Data shown:
--- START ---

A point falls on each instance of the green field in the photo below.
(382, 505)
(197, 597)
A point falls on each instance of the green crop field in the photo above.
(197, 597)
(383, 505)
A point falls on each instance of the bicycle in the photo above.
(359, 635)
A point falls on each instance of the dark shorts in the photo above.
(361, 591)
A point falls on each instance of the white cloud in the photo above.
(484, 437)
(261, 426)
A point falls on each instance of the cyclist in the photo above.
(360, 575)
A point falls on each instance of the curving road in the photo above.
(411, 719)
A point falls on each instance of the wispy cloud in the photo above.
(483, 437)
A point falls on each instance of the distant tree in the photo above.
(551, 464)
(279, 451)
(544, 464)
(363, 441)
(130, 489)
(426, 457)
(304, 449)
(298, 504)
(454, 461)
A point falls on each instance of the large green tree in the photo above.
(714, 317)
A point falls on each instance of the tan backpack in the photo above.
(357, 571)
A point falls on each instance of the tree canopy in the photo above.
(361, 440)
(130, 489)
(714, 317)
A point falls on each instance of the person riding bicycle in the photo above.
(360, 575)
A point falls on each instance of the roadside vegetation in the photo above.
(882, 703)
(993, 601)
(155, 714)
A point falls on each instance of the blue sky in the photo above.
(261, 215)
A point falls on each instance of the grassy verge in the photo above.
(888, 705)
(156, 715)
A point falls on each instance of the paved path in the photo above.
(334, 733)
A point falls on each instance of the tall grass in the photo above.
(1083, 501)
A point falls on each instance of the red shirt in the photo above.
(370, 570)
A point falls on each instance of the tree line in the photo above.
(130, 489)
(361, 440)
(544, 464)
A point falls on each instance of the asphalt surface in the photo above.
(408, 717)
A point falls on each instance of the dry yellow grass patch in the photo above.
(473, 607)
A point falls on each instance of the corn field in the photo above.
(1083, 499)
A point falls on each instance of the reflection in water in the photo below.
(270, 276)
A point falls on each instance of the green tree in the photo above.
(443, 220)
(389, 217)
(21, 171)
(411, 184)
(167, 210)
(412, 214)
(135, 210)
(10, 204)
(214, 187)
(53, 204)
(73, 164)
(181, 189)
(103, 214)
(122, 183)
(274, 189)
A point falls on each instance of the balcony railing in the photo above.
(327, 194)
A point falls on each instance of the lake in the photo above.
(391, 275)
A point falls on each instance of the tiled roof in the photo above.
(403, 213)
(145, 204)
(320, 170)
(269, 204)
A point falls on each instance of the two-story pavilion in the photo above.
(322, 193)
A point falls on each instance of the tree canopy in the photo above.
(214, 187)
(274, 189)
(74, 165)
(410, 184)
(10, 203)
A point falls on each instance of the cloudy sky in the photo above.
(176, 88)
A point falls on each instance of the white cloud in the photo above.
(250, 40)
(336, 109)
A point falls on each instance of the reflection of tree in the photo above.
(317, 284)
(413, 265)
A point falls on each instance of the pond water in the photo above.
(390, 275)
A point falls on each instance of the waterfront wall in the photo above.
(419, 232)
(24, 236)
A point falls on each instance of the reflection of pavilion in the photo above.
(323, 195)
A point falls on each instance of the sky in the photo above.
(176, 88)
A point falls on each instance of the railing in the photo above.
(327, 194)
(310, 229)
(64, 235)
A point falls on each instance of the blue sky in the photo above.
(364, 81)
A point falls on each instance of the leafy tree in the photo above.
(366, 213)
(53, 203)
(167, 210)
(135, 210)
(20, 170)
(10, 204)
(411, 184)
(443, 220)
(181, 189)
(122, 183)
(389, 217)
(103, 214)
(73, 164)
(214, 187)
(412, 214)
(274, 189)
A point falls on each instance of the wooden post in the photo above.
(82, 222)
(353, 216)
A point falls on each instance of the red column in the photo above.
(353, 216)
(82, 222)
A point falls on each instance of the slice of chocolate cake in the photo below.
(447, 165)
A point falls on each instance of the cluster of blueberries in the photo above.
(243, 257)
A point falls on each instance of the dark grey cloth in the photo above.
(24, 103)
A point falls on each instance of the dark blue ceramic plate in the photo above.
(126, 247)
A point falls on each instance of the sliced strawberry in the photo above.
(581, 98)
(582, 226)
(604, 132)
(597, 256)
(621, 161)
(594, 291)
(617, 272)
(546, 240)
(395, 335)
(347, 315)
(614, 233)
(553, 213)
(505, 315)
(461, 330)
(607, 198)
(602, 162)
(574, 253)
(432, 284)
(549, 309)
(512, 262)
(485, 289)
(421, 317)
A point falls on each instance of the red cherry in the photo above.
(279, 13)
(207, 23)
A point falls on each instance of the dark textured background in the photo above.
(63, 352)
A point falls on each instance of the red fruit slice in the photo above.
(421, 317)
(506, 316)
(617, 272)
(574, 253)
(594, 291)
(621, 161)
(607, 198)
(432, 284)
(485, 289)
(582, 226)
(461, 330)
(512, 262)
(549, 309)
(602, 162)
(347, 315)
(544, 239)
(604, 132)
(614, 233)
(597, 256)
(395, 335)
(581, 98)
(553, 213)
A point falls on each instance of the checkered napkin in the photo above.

--- END ---

Exercise objective:
Render the material from the line containing "A point falls on each instance of the dark textured" through the end as a Markdown table with the columns Line No. and Entry, giving each nonblank line its own numbered row and omitting blank lines.

Result for this exercise:
| Line No. | Entry |
|---|---|
| 1 | A point falls on each instance of the dark textured background in the photo above. |
| 2 | (63, 352) |
| 3 | A point falls on each instance of the red fruit slice in the photo above. |
| 4 | (421, 317) |
| 5 | (506, 316) |
| 6 | (617, 272) |
| 7 | (574, 253) |
| 8 | (594, 291) |
| 9 | (621, 161) |
| 10 | (607, 198) |
| 11 | (432, 284) |
| 12 | (485, 289) |
| 13 | (582, 226) |
| 14 | (461, 330) |
| 15 | (512, 262) |
| 16 | (549, 309) |
| 17 | (602, 162) |
| 18 | (347, 315) |
| 19 | (544, 239) |
| 20 | (604, 132) |
| 21 | (614, 233) |
| 22 | (597, 256) |
| 23 | (395, 335) |
| 24 | (581, 98) |
| 25 | (553, 213) |
| 26 | A point falls on each instance of the checkered napkin in the photo above. |